The Arizona State Sun Devils women's ice hockey team represents Arizona State University (ASU) in American Collegiate Hockey Association (ACHA) women's Division I competition as a member of the Western Women's Collegiate Hockey League (WWCHL). It plays its home games at Mullett Arena in Tempe, beginning in the 2022–23 season.

Lindsey Ellis has been the team's coach in each of the program's four years of existence, having grown up in nearby Peoria and coming back to Arizona to start the program after a successful career at Miami University that included an ACHA National Championship in 2014.

History

2016–17 
Arizona State University announced the addition of women's club ice hockey in August 2015, with play scheduled to begin the following season in August 2016. The team would play its home games at Oceanside Ice Arena, the same venue as the men's team and just miles from campus. Arizona native Lindsey Ellis would serve as the head coach. Ellis played four years of club hockey at Miami University and was an alternate captain for two seasons. In her junior season, 2013/14, Ellis and Miami won the national title, the same year ASU's DI men's ACHA team won the title, prompting the wheels to be put in motion for a women's team at ASU.

The team's inaugural leadership group was made up of captain KC McGinley and alternate captains Dannika Borges, Amber Galles and Taylor England.

ASU played its first season with a thin roster and a road-heavy schedule, with the first game in ASU's history taking place on Friday, October 7 in Boulder, a 5–1 loss to the University of Colorado. The first goal in program history was scored by Erin Rawls 14:08 into the first period on an assist from Dannika Borges.

Over the remainder of the regular season, the Sun Devils faced Colorado State University, Midland University, Lindenwood-Belleville, the University of Minnesota and the University of Wisconsin. While all of these games resulted in losses, the Midland games were close, both at scores of 3–1. After a 0–12 start, ASU's first wins as a program finally took place February 4, a 5–3 victory over the University of Denver that included its first ever hat trick, a three-goal effort from junior Amber Galles.

◆ **LISTED RECORDS**:
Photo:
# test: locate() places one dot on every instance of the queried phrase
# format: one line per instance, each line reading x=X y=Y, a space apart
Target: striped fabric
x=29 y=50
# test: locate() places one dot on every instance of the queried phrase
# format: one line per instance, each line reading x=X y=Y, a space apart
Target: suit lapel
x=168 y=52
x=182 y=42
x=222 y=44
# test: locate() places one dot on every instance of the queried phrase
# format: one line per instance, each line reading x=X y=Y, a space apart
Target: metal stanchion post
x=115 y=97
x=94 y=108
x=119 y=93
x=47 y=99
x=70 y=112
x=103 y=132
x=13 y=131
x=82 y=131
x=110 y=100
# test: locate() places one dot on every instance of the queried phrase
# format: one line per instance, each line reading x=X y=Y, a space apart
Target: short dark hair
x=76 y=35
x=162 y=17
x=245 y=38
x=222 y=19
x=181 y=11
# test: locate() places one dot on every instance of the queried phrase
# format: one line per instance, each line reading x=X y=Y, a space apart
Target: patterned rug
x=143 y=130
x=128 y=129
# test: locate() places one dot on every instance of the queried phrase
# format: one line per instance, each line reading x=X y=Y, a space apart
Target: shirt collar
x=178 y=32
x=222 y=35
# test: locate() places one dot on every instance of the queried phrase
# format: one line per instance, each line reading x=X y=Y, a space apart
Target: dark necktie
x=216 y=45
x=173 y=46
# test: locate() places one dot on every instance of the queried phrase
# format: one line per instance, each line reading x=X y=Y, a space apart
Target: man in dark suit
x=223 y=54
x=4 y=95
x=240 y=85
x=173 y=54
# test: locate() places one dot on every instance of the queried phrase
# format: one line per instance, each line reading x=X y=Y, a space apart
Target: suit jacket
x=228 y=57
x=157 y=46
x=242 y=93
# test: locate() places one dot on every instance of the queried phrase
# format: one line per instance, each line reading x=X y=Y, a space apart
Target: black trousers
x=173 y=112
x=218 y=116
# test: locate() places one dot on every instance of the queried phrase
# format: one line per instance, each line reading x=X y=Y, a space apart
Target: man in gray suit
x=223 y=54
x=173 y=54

◆ **GIVEN TASK 1**: According to the Sun Devils women's hockey article, what set plans for a women's team at ASU in motion? Answer in one to three sentences.
◆ **GIVEN TASK 2**: Transcribe word for word the stretch of the Sun Devils women's hockey article from "ASU played its" through "junior Amber Galles.".

◆ **TASK SOLUTION 1**: In the 2013/14 season, Lindsey Ellis and Miami University won the ACHA national title. That same year, ASU's Division I men's ACHA team also won the title. Together, those wins put the wheels in motion for a women's team at ASU.

◆ **TASK SOLUTION 2**:
ASU played its first season with a thin roster and a road-heavy schedule, with the first game in ASU's history taking place on Friday, October 7 in Boulder, a 5–1 loss to the University of Colorado. The first goal in program history was scored by Erin Rawls 14:08 into the first period on an assist from Dannika Borges.

Over the remainder of the regular season, the Sun Devils faced Colorado State University, Midland University, Lindenwood-Belleville, the University of Minnesota and the University of Wisconsin. While all of these games resulted in losses, the Midland games were close, both at scores of 3–1. After a 0–12 start, ASU's first wins as a program finally took place February 4, a 5–3 victory over the University of Denver that included its first ever hat trick, a three-goal effort from junior Amber Galles.